- **TEKS**:
....................

JAKARTA: Pemerintah tampaknya akan meningkatkan target penerimaan bea dan cukai dalam revisi APBN 2012 untuk mendongkrak penerimaan negara, seiring capaiannya yang melebihi target pada 2011 lalu
Direktur Jenderal Bea dan Cukai Kementerian Keuangan Agung Kuswandono menuturkan penerimaan yang dipungut DJBC sepanjang 2011 mencapai Rp284,64 triliun. Jumlah ini terdiri dari bea masuk Rp25,23 triliun, bea keluar Rp28,85 triliun, cukai Rp77,0 triliun, dan pajak dalam rangka impor (PDRI) Rp153,54 triliun.
"PDRI ini disetorkan ke Direktorat Jenderal Pajak, jadi penerimaan bea dan cukai saja itu Rp131,1 triliun dan yang paling besar dari cukai," ujarnya dalam acara Coffee Meeting dengan media hari ini.
Dengan bergulirnya perjanjian perdagangan bebas, lanjut Agung, banyak tarif bea masuk yang sudah 0%, tapi target revenue bea cukai naik terus. Padahal penerimaan DJBC sangat bergantung pada faktor eksternal.
"Target dalam APBN-P 2012 ini pasti naik lagi. Padahal revenue itu di luar kontrol DJBC karena tergantung pada aktivitas impor-ekspor, tapi malah menjadi target utama. Kami ini tidak seperti Ditjen Pajak yang bisa ekstensifikasi, kalau impor menurun ya penerimaan juga turun," tuturnya.

....................

- **URAIAN TUGAS**:
Bagaimana kelanjutan berita tentang target penerimaan bea dan cukai di atas? Teruskan tulisannya mulai setelah kalimat terakhir. Daftar sesudah teks ini tidak perlu dipakai.

....................

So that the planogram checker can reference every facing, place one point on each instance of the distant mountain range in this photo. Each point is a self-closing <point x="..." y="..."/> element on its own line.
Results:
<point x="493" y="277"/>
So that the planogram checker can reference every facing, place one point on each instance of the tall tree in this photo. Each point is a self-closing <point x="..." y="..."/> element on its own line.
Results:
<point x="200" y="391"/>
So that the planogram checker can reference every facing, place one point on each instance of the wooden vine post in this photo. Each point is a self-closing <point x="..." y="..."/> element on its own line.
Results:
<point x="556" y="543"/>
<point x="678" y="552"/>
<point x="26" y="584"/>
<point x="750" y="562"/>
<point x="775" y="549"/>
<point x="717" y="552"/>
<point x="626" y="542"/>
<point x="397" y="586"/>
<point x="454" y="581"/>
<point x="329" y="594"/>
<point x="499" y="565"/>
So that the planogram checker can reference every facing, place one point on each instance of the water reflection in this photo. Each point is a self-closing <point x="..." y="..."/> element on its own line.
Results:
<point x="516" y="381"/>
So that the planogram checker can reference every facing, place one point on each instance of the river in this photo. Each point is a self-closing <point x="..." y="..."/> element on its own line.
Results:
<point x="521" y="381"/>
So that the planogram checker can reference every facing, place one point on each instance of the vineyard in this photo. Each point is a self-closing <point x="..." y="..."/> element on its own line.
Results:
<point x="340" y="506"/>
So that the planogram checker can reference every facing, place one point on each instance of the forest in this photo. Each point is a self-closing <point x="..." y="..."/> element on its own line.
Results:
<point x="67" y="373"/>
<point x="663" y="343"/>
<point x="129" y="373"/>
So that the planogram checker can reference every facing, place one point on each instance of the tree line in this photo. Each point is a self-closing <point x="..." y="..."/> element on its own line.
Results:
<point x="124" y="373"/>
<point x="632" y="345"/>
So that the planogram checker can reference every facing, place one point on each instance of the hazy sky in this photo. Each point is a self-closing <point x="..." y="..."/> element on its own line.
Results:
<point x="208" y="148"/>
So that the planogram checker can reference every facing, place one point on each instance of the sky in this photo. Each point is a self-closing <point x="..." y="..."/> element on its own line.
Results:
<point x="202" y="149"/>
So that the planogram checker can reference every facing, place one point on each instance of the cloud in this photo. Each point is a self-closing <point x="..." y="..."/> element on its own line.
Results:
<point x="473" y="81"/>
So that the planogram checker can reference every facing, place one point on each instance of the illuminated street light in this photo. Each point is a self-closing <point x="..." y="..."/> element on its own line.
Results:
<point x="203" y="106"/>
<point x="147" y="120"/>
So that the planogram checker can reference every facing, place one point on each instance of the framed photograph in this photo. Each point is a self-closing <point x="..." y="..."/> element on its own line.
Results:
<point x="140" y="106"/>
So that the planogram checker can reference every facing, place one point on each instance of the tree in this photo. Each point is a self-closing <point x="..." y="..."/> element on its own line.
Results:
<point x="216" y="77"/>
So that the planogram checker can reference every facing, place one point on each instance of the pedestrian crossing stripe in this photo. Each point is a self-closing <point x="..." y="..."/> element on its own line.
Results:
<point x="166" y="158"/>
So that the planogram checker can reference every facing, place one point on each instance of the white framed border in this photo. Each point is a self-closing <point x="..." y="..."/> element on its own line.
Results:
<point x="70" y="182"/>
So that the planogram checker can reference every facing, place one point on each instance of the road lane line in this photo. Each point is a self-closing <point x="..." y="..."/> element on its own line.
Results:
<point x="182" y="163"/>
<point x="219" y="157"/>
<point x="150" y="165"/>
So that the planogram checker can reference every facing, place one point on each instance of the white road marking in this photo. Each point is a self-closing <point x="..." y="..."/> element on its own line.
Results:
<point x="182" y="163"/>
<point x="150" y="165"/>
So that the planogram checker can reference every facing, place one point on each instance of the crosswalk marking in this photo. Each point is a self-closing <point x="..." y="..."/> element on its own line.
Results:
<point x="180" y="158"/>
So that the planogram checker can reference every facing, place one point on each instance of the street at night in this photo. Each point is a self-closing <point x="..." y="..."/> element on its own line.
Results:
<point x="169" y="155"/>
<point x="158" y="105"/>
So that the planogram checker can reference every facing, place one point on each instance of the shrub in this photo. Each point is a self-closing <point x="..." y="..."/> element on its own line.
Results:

....................

- **HASIL TUGAS**:
Dampak FTA
Agung mengakui perjanjian perdagangan bebas yang diteken pemerintah berdampak pada penurunan penerimaan bea masuk impor. Free trade agreement juga berpotensi mendorong membanjirnya produk impor di pasar domestik.
"Misalnya FTA Asean-China, kita tahu China itu cost of production-nya lebih rendah, dan masuk ke kita dengan harga yang murah karena tidak dikenai bea masuk. Kalau produk impor China membanjir, ya memang benar," akunya.
Dengan diimplementasikannya perjanjian perdagangan bebas, lanjut Agung, tarif barrier tidak lagi dimungkinkan sebagai proteksi terhadap impor. Namun, pemerintah mengupayakan tarif non-barrier berupa standarisasi produk, baik yang berlaku untuk impor maupun produksi dalam negeri.
"Industri dalam negeri harus bisa memenuhi SNI, jadi produk kita bisa berdaya saing. Kalau tidak produk impor itu bukan ilegal tapi menang bersaing," ungkapnya.
Saat ini Indonesia terikat kerja sama FTA dengan Asean, China, Korea Selatan, India. Namun, Agung mengakui pihaknya cenderung menahan keinginan pemerintah menambah daftar panjang perjanjian perdagangan bebas. FTA Australia, Selandia Baru, dan Asean, masih ditahan padahal inisiatifnya sudah dikaji sejak 2011 lalu.
Dirjen Bea dan Cukai ini juga menyoroti pemberlakuan free trade zone sebagai sarang kebocoran barang konsumsi ilegal bebas bea masuk.
"FTZ Sabang, Batam, dan Bintan itu pintu perembesan barang-barang konsumsi, karena pelabuhan keluarnya banyak sekali dan sulit dipantau," kata Agung. (sut)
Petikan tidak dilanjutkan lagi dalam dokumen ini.